Langsung ke konten utama

Jejak Kesultanan Buton

KESULTANAN BUTON
Kesultanan Buton diperkirakan berdiri sekitar awal abad ke-15 yang didirikan oleh empat orang pendatang dari Johor. Mereka adalah Sipanjonga, Simalui, Sitamanajo dan Sijawangkati. Keempatnya oleh masyarakat Buton dikenal dengan sebutan “mia patamiana”. Dari keturunan merekalah asalnya pemuka adat yang disebut siolimbona atau sembilan menteri yang merupakan dewan legislatif, baik itu ketika sistem pemerintahan Buton masih berbentuk kerajaan maupun ketika sudah berubah menjadi kesultanan. Selanjutnya, dewan siolimbona itu yang kemudian memegang peranan penting dalam hal mencalonkan, memilih, mengangkat ataupun memecat raja/sultan.
Menurut tradisi lisan yang berkembang dalam masyarakat, dikisahkan bahwa raja pertama Buton adalah seorang perempuan bernama Wa Kaa Kaa yang konon muncul dari rumpun bambu yang dalam bahasa setempat dikenal dengan nama Mo Betena yi Tombula. Hal serupa juga ditemukan dalam tradisi lisan kerajaan-kerajaan lainnya di Sulawesi Tenggara seperti di Muna dikenal dengan nama Beteno ne Tombula (orang yang muncul dari bambu tolang), di Tiworo dikenal dengan nama Mobotena i Paria (orang yang muncul dari bambu pering) dan di Kabaena dikenal dengan nama Tebota tula Nggadi (orang yang muncul dari bambu gading).

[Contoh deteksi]
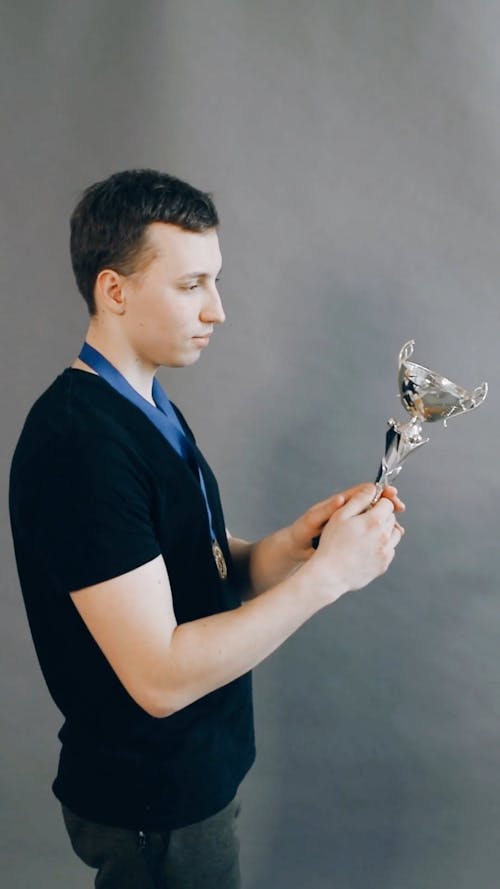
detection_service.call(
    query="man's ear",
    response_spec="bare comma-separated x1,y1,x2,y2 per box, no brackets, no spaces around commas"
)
94,269,125,315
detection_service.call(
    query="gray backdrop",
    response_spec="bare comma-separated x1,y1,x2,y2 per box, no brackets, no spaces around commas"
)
0,0,500,889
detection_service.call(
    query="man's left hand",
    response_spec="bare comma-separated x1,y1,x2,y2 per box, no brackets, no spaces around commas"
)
287,485,405,562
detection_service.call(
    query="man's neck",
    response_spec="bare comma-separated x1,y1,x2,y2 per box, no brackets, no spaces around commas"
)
71,324,156,404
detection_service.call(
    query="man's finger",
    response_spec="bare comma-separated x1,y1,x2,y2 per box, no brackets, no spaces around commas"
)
339,482,376,518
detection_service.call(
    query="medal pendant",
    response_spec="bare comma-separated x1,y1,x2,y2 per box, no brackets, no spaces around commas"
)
212,540,227,580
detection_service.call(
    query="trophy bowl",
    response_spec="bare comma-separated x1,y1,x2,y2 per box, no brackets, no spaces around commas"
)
398,340,488,425
372,340,488,504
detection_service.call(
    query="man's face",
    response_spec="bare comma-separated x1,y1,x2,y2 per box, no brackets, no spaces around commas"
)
118,222,225,367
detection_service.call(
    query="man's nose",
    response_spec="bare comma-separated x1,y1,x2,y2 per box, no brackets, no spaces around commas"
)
202,287,226,324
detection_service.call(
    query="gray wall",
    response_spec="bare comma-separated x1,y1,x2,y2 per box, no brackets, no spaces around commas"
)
0,0,500,889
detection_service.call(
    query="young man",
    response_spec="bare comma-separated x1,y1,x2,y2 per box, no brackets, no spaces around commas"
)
10,170,403,889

Soal latihan:
Tolong lanjutkan teks tentang Kesultanan Buton di atas, mulai setelah kalimat terakhirnya.

Jawaban latihan ini:
1. Awal Mula Penggunaan Nama Buton
Untuk penyebutan nama Buton itu sendiri, terdapat bermacam-macam kata yang digunakan dalam penyebutannya. Menurut Zuhdi, bangsa Belandalah yang menyebut nama Buton seperti yang dikenal hingga saat ini. Sementara itu, Ligtvoet dalam tulisannya mengenai Buton juga menulis tentang penggunaan nama Buton bahwa Negeri Buton dalam bahasa setempat disebut Bolijo (Wolio), dalam bahasa Melayu disebut Buton sedangkan dalam bahasa Makassar dan bahasa Bugis disebut Butung.
Hal tersebut di atas memperlihatkan bahwa penyebutan nama Buton menjadi bermacam-macam yang disesuaikan dengan dialek bahasa tertentu seperti bahasa melayu ataupun bahasa daerah. Sedangkan menurut tradisi lokal, nama Buton atau “Butun” berasal dari kata Butu yakni nama sejenis tanaman yang banyak tumbuh di pesisir pantai pulau Buton dengan nama latin (Barringtonia Asiatica). Penyebutan tersebut dipergunakan oleh para pelaut di kepulauan Nusantara yang singgah di pulau ini. Hal ini dapat dipahami karena dahulu perairan pulau Buton merupakan salah satu jalur pelayaran bagi para pedagang yang melakukan pelayaran dan perdagangan menuju ke Kepulauan Rempah-Rempah (Maluku).
Dalam kitab Negara Kartagama karangan Mpu Prapanca yang ditulis pada tahun (1329 M) dalam pupuh XIV, terdapat pula nama Buton yang disebutkan bersama-sama dengan pulau-pulau lainnya di Nusantara seperti Makassar, Banggawi, Selayar, Sumba, Ambon serta sejumlah pulau-pulau lain yang merupakan wilayah kekuasaan Kerajaan Majapahit saat itu.
Setelah pengislaman, berkembang pula mitos mengenai asal mula nama Buton yang diyakini bahwa nama Buton berasal dari bahasa Arab Butn atau Bathni atau Bathin yang berarti “perut” atau “kandungan”.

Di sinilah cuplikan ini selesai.